Could you copy out every one of the entries below word for word, leaving out the pictures?

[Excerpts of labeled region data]
— BEGIN —
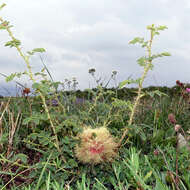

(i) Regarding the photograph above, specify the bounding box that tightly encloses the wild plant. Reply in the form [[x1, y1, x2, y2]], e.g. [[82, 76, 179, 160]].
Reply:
[[119, 24, 170, 146], [0, 4, 61, 152]]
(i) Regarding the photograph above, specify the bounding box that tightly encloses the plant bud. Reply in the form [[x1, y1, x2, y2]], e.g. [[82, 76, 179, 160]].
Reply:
[[75, 127, 117, 164]]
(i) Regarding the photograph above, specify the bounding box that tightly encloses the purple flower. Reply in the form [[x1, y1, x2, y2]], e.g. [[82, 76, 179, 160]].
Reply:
[[186, 88, 190, 93]]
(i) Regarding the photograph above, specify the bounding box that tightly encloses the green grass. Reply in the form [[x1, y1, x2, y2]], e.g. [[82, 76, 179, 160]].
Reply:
[[0, 89, 190, 190]]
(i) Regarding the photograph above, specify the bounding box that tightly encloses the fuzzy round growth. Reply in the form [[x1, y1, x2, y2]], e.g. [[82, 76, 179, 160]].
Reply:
[[75, 127, 117, 164]]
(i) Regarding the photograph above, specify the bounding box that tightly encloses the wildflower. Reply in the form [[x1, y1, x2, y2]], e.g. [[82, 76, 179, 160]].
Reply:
[[154, 149, 160, 156], [186, 88, 190, 93], [168, 113, 177, 124], [176, 80, 184, 87], [174, 124, 181, 132], [22, 88, 30, 96], [75, 127, 117, 164]]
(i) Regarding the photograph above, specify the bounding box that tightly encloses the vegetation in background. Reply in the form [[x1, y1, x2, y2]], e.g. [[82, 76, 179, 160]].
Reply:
[[0, 4, 190, 190]]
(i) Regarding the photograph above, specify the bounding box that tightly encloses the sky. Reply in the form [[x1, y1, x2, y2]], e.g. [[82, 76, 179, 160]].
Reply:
[[0, 0, 190, 94]]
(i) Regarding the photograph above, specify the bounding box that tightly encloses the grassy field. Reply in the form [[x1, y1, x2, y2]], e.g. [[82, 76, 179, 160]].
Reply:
[[0, 4, 190, 190], [0, 86, 190, 190]]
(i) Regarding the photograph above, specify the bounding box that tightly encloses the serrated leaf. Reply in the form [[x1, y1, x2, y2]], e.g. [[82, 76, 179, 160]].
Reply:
[[0, 3, 6, 10], [13, 153, 28, 164]]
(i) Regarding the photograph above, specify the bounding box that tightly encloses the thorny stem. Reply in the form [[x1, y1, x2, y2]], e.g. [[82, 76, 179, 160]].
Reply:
[[118, 30, 154, 147], [0, 17, 64, 159]]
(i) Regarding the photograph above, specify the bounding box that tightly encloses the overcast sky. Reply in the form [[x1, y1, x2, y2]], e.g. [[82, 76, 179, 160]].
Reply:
[[0, 0, 190, 94]]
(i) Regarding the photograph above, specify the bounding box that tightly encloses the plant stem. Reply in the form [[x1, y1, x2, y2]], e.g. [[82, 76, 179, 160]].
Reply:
[[118, 30, 154, 147], [0, 17, 61, 156]]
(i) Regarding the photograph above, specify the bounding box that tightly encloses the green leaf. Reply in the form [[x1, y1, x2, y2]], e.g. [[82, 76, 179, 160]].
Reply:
[[5, 73, 16, 82], [129, 37, 144, 44], [5, 39, 21, 48], [162, 52, 171, 56], [137, 57, 147, 67], [156, 25, 168, 30], [32, 82, 40, 90], [13, 153, 28, 164]]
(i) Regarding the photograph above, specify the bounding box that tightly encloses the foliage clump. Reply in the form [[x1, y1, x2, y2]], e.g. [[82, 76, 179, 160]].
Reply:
[[75, 127, 117, 164]]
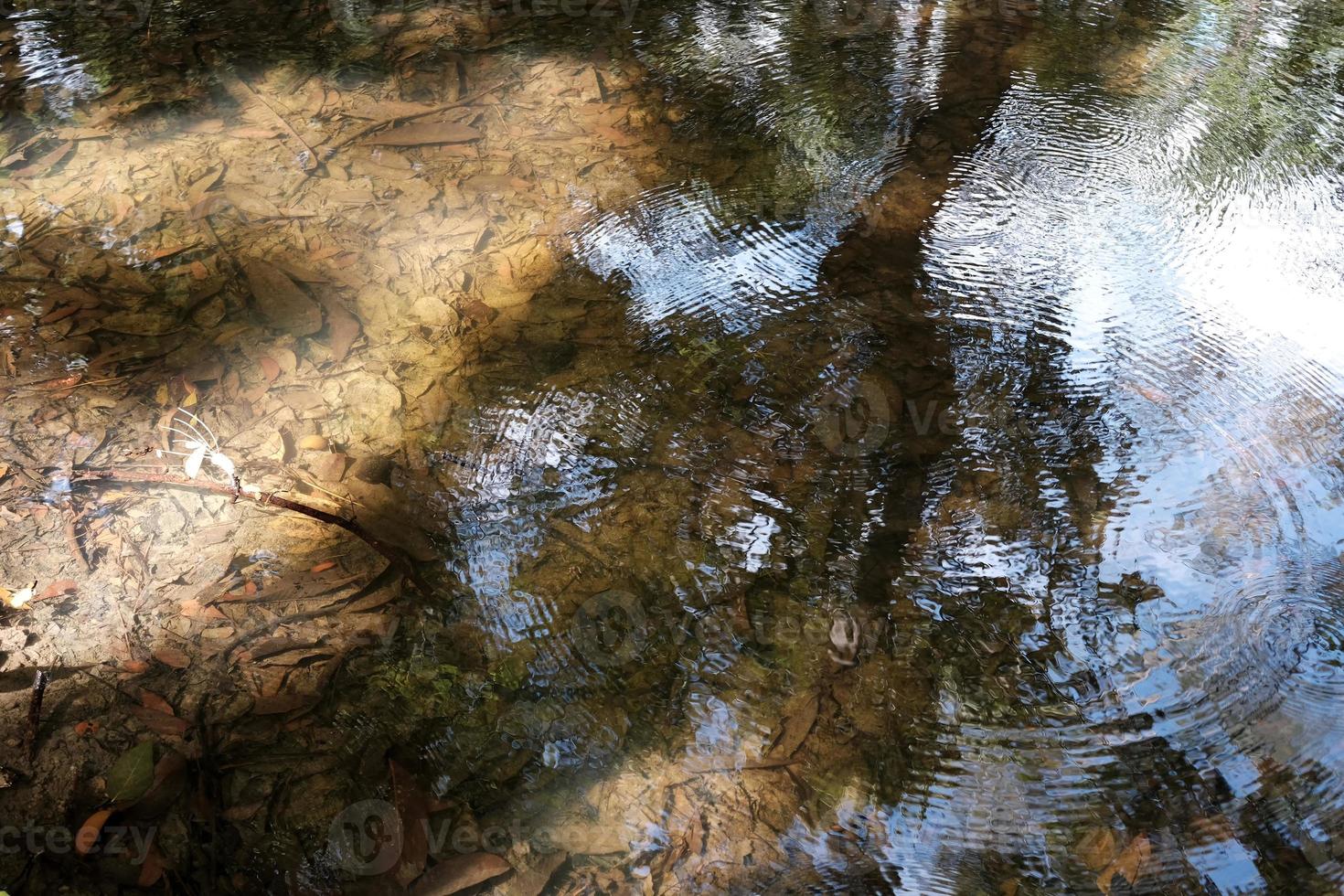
— END —
WRITTEN RESPONSE:
(i) Regarding the photograph above, specify the bounding box that tightly encloses the wild plant. Reply in the form [[x1, y1, x2, y2]], e.g. [[82, 76, 179, 160]].
Reply:
[[119, 24, 170, 146], [0, 4, 61, 152]]
(i) Regarding the photograph above, specify the bounding box that tightly encloses the plant bud. Reply in the form [[x1, y1, x2, y2]], e.g. [[82, 76, 179, 160]].
Reply:
[[75, 127, 117, 164]]
(i) Regarding the photograph above, specify the bounding box that tightly encloses the purple flower. Reply in the form [[x1, y1, x2, y2]], e.g. [[82, 76, 179, 160]].
Reply:
[[186, 88, 190, 93]]
(i) Regarding the photograph above, specify the bounding box that tightly encloses the green grass. Reply in the form [[x1, y1, x2, y2]], e.g. [[82, 76, 179, 160]].
Reply:
[[0, 89, 190, 190]]
(i) Regarding the photograph above, specify the bounding box that tightly encloses the fuzzy round growth. Reply in the form [[x1, y1, x2, y2]], e.g. [[82, 76, 179, 160]].
Reply:
[[75, 127, 117, 164]]
(i) Regarding the photograph above, specify the bounding box that tightly encloses the wildflower. Reply in the form [[x1, y1, x2, y2]], e.g. [[82, 76, 179, 160]].
Reply:
[[154, 149, 160, 156], [186, 88, 190, 93], [168, 113, 177, 124], [176, 80, 184, 87], [174, 124, 181, 132], [22, 88, 30, 96], [75, 127, 117, 164]]
(i) Regarding the photograph above, specify the bounding box that tightly encloses the vegetation in background. Reply in the form [[x1, y1, x2, y2]], e.g. [[82, 76, 179, 160]].
Reply:
[[0, 4, 190, 190]]
(i) Regarding the photograph above, specify the bounding box that tightly encloses the sky. Reply in the form [[x1, y1, x2, y2]], e.g. [[82, 76, 179, 160]].
Reply:
[[0, 0, 190, 94]]
(i) Regarding the photograph above, specify the bounding box that tightly encloses the grassy field. Reply in the form [[x1, y1, x2, y2]], e.g. [[82, 76, 179, 160]].
Reply:
[[0, 4, 190, 190], [0, 86, 190, 190]]
(i) Regarding the photograph above, specify the bounding box that tightly encloses the serrated leaf. Reply in the form [[x1, y1, x2, y2]], e.g. [[82, 76, 179, 160]].
Reply:
[[0, 3, 6, 10], [13, 153, 28, 164]]
(i) Regarding the photograph above, specify the bounding box that tightly encloses the thorny stem. Reply in the form [[x1, y1, x2, y2]], e.g. [[82, 76, 179, 160]].
Reply:
[[118, 30, 154, 147], [0, 17, 64, 159]]
(i) Regarding the photograph above, specify the bounding box that tightly encloses the overcast sky. Reply in the form [[x1, y1, x2, y2]], e.g. [[82, 76, 179, 160]].
Reply:
[[0, 0, 190, 94]]
(i) Regarding the photograph above, specify the bounding box that tightly encloses the plant stem. Reply in the form [[x1, y1, x2, y2]], e.g. [[82, 76, 179, 160]].
Reply:
[[118, 30, 154, 147], [0, 17, 61, 156]]
(i) Regarding the photograph above, specify the bounding box that tightly encloses the green leaf. Reply in the form [[x1, y1, x2, y2]], e.g. [[82, 76, 179, 160]].
Reply:
[[5, 73, 16, 82], [129, 37, 144, 44], [5, 39, 21, 48], [162, 52, 171, 56], [137, 57, 147, 67], [156, 25, 168, 30], [32, 82, 40, 90], [13, 153, 28, 164]]
(i) Regarding the photograph above, specify the bounding box that tightly encloses the foliage clump. Reply in the form [[x1, y1, x2, y2]], e.g. [[82, 76, 179, 160]].
Reply:
[[75, 127, 117, 164]]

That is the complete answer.